** Text under study follows **

China's ground forces are currently comprised of approximately 75 army maneuver divisions. Approximately 20 percent of these divisions are designated "rapid reaction" units: combined arms units capable of deploying by road or rail within China without significant train-up or reserve augmentation. China is continuing the process of reducing the size of its army. The 500,000-man force reduction currently underway will streamline the force and facilitate funding to equip its "core" infantry, airborne, mechanized and aviation units with more advanced weapons. The army is supported by a large reserve-militia force numbering more than 1.5 million personnel and a one million man armed police force.

Chinese military strategy underwent a fundamental reformulation in 1985, based on the assessment that the improving relationship between the United States and the Soviet Union had greatly reduced the probability of a new world war, and consequently increased the salience of regional conflicts. This new strategy, initially articulated in "Strategic Changes to the Guiding Thoughts on National Defense Construction and Army Building," is termed "active" defense (also known as "strategic," "frontier" or "peripheral" defense). The new "limited war under high tech conditions" strategy focused on a major conflict or limited war along China's borders. In contrast to the previous People's War of trading space for time, the new concept called for a forward strategy that would take the fight to the enemy's territory. A new "fist force" for rapid response to regional conflict was intended to include a few units of well-equipped, high-tech ground, naval and air forces. This new force projection emphasis was reinforced by the lessons of Operation Desert Shield/Desert Storm.

Particularly since the 1991 Persian Gulf conflict, the PLA has devoted considerable resources to the development of special operation forces (SOFs). These units likely have been assigned specific missions and tasks in a variety of Taiwan contingencies, to include locating or destroying C4I assets, transportation nodes, and logistics depots; capturing or destroying airfields; destroying air defense assets; and, conducting reconnaissance operations.

** End of Text under study **
** Material supplied follows **

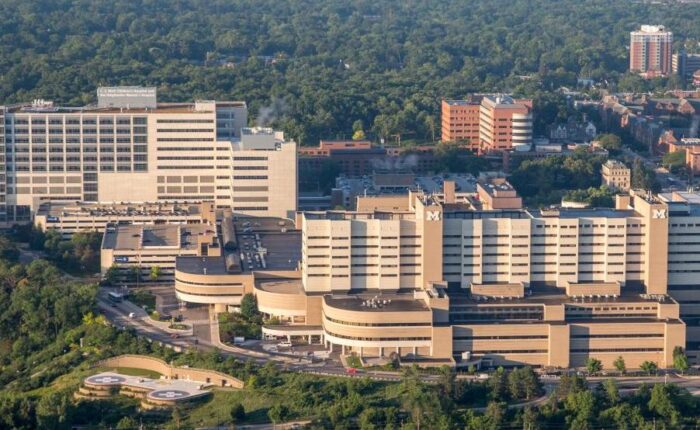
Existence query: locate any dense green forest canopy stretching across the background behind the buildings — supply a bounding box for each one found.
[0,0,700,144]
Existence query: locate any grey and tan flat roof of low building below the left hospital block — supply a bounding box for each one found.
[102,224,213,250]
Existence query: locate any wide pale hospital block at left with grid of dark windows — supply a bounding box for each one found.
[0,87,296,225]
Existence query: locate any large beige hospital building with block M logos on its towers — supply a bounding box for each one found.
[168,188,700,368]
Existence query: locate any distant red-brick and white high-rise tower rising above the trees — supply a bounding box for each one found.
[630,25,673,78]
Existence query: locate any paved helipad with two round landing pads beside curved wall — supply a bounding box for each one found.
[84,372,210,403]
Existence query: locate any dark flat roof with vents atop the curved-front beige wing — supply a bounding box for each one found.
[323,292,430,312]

** End of Material supplied **
** Material supplied follows **

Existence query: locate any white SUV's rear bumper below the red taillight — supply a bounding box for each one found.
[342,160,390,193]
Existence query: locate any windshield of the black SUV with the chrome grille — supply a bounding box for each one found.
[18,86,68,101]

** End of Material supplied **

*Activity 1:*
Do these statements agree with the text on China's armed forces? Answer yes or no for each, and quote the words from the text that decide it.
(a) About one fifth of China's army maneuver divisions are rapid reaction units.
(b) The 1985 change in strategy came from a view that a new world war had become more likely.
(c) China's armed police force has more than 1.5 million members.
*Activity 2:* Write what follows the last sentence of the text on China's armed forces.

*Your response 1:*
(a) Yes: "Approximately 20 percent of these divisions are designated "rapid reaction" units"
(b) No: "had greatly reduced the probability of a new world war"
(c) No: "a one million man armed police force"

*Your response 2:*
Traditionally, China's ground forces have been highly cohesive, patriotic, physically fit, and well trained in basic skills. In addition, they are generally strong in operational and communications security, as well as in the use of camouflage, concealment, and deception. Major weaknesses are lack of transport and logistic support. Ground force leadership, training in combined operations, and morale are poor. Most soldiers who enter the army are peasants with a poor education, and one-third of China’s ground forces leave active duty each year. Consequently, the PLA lacks a large body of experienced professional soldiers who are trained to operate sophisticated equipment.

The PLA is still a party army with nepotism and political/family connections continuing to predominate in officer appointment and advancement. The soldiers, for the most part, are semi-literate rural peasants; there is no professional NCO corps, per se. Military service, with its low remuneration and family disruption, is increasingly seen as a poor alternative to work in the private sector. China's leadership is aware of these weaknesses and is trying to address them in its overall modernization program. Thus, increasingly in the future, officers likely will be promoted on merit as opposed to connections, and the ratio of higher educated volunteer servicemen to conscripts likely will increase.

The People's Liberation Army began a modernization effort following the 1979 Sino-Vietnamese War, which made it clear to China's top commanders that a large and ill-equipped army was not a reliable instrument of national security policy. Since the 1980s, China replaced the regional and field army organization and divided up the nation's troops into 7 Military Regions.

Military Region Responsible Regions
Beijing Military Region Capital region and northern China
Shenyang Military Region NE China
Jinan Military Region Eastern China (North Sea Fleet)
Nanjing Military Region SE China (Taiwan, East Sea Fleet)
Guangzhou Military Region Southern China (South Sea Fleet)
Lanzhou Military Region Western China (Xinjiang)
Chengdu Military REgion SW China (Tibet)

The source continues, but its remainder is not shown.